* Materials provided *
......

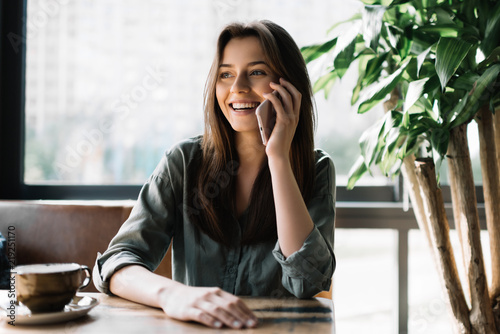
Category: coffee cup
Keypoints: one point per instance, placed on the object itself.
(49, 287)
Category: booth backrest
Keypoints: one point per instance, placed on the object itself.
(51, 232)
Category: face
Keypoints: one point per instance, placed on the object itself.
(243, 78)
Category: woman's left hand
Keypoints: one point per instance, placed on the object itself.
(287, 118)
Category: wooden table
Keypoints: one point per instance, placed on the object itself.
(117, 315)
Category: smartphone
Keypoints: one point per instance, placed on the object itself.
(266, 117)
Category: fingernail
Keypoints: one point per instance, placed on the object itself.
(250, 323)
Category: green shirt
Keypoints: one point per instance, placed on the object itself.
(160, 217)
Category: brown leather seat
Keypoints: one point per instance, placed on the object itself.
(49, 232)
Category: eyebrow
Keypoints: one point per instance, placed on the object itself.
(253, 63)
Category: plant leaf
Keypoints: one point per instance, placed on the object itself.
(378, 91)
(372, 25)
(346, 39)
(439, 140)
(421, 58)
(324, 81)
(415, 91)
(344, 59)
(492, 33)
(450, 53)
(484, 89)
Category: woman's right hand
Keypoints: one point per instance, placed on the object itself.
(210, 306)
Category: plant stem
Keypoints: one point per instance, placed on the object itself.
(462, 183)
(491, 189)
(443, 252)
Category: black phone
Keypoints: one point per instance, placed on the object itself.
(266, 117)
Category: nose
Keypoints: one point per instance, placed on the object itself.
(240, 84)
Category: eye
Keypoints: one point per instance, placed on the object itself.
(225, 75)
(257, 72)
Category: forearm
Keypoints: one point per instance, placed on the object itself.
(140, 285)
(293, 221)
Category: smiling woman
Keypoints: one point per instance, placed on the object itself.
(265, 228)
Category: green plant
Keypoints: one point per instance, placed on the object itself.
(438, 61)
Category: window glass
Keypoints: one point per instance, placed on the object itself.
(112, 84)
(364, 281)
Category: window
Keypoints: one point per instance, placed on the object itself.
(111, 85)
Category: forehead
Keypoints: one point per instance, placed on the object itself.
(243, 50)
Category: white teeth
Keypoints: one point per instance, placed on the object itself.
(244, 105)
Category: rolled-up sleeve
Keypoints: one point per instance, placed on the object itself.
(145, 236)
(309, 270)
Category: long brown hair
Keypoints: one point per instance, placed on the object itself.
(214, 192)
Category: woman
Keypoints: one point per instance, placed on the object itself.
(243, 218)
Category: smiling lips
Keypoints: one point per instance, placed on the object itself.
(244, 106)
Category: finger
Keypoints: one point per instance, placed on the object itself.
(286, 102)
(238, 309)
(294, 92)
(204, 318)
(220, 313)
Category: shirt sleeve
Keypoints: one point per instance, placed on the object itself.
(309, 270)
(145, 236)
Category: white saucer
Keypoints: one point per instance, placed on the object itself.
(79, 306)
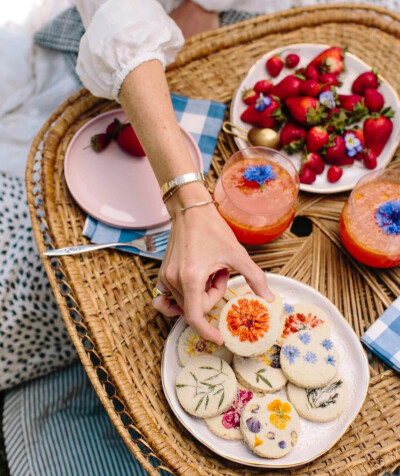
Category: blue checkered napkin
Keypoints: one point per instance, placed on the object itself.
(383, 337)
(203, 120)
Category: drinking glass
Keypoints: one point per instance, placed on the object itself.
(370, 220)
(257, 194)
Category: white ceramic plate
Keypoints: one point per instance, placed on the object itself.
(112, 186)
(314, 438)
(355, 67)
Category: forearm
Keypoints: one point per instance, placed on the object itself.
(146, 100)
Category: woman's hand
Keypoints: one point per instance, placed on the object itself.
(200, 251)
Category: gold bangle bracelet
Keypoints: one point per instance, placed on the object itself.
(169, 188)
(200, 204)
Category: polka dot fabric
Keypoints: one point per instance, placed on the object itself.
(33, 338)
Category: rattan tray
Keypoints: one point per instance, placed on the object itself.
(105, 296)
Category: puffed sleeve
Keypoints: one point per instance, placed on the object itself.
(121, 35)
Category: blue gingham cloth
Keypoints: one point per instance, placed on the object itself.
(383, 337)
(203, 120)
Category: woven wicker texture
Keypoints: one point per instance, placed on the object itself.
(105, 296)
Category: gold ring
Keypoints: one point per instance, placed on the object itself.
(156, 292)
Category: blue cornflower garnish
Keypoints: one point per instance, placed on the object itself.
(259, 173)
(388, 217)
(353, 144)
(327, 344)
(327, 99)
(291, 353)
(330, 360)
(262, 102)
(305, 338)
(288, 308)
(310, 357)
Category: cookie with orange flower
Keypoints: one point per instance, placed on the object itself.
(191, 344)
(270, 426)
(245, 289)
(206, 386)
(249, 325)
(309, 359)
(301, 317)
(260, 373)
(227, 425)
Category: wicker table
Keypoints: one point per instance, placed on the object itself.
(105, 296)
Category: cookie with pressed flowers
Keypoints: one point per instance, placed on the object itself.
(246, 289)
(206, 386)
(227, 425)
(191, 344)
(320, 404)
(260, 373)
(309, 359)
(249, 325)
(270, 426)
(301, 317)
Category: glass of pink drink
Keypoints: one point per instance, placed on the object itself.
(370, 220)
(257, 194)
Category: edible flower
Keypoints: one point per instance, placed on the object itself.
(259, 174)
(388, 217)
(353, 144)
(262, 102)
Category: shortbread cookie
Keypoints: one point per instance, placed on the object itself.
(249, 325)
(246, 289)
(206, 386)
(309, 359)
(302, 317)
(270, 426)
(261, 373)
(227, 425)
(191, 344)
(320, 404)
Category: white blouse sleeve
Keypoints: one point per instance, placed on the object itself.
(121, 35)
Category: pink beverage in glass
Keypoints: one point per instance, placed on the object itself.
(257, 194)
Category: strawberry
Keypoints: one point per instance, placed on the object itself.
(129, 142)
(307, 175)
(306, 110)
(311, 72)
(314, 162)
(261, 118)
(373, 100)
(336, 153)
(369, 79)
(288, 87)
(292, 137)
(274, 66)
(330, 60)
(99, 142)
(369, 159)
(329, 79)
(292, 60)
(334, 173)
(309, 87)
(249, 96)
(348, 101)
(317, 137)
(377, 130)
(263, 86)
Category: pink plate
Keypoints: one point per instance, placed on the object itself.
(113, 186)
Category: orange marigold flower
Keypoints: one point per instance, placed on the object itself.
(298, 322)
(248, 319)
(279, 416)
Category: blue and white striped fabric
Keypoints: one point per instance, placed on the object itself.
(203, 120)
(56, 425)
(383, 337)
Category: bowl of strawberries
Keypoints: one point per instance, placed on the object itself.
(336, 117)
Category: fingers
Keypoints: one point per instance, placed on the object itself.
(254, 276)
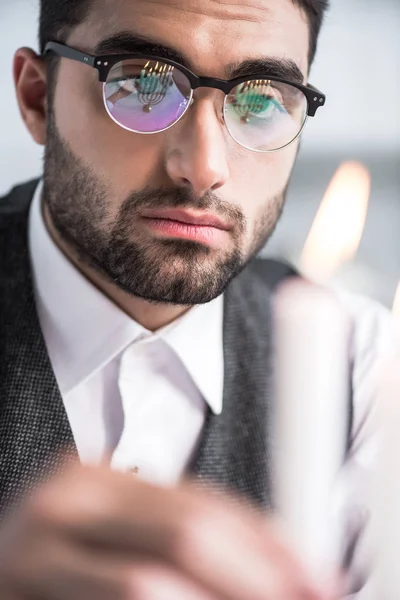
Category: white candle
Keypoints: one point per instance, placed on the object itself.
(312, 386)
(385, 507)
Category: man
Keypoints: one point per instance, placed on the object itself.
(134, 323)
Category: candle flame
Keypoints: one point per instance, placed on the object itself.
(338, 227)
(396, 303)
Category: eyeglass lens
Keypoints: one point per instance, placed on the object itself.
(149, 96)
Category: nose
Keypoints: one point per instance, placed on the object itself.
(196, 150)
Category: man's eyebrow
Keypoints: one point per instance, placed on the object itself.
(129, 43)
(282, 68)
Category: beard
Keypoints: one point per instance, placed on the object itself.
(169, 271)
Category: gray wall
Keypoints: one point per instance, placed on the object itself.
(358, 67)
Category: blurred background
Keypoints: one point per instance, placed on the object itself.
(358, 67)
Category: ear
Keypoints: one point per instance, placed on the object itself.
(30, 78)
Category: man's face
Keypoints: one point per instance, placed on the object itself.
(102, 182)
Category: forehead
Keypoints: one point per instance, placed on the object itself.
(209, 33)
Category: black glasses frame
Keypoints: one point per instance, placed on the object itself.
(104, 64)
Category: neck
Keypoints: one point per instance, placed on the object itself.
(150, 315)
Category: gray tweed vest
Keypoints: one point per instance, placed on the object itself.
(234, 452)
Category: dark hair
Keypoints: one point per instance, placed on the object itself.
(59, 17)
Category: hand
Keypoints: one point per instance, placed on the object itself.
(93, 534)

......

* Short task *
Return, unchanged, each line from the line containing "Category: black glasses frame" through the last line of the material.

* Task output *
Category: black glasses frame
Keypoints: one point per instance, placed on the object itself.
(104, 64)
Category: neck
Keypoints: one point per instance, placed on the object itself.
(150, 315)
Category: gray tweed vest
Keypoints: one point per instance, placed on the object itself.
(234, 452)
Category: dark hair
Keypoints: one point per instance, placed on the object itself.
(59, 17)
Category: hand
Keypoints: one point per instance, placed on the object itself.
(93, 534)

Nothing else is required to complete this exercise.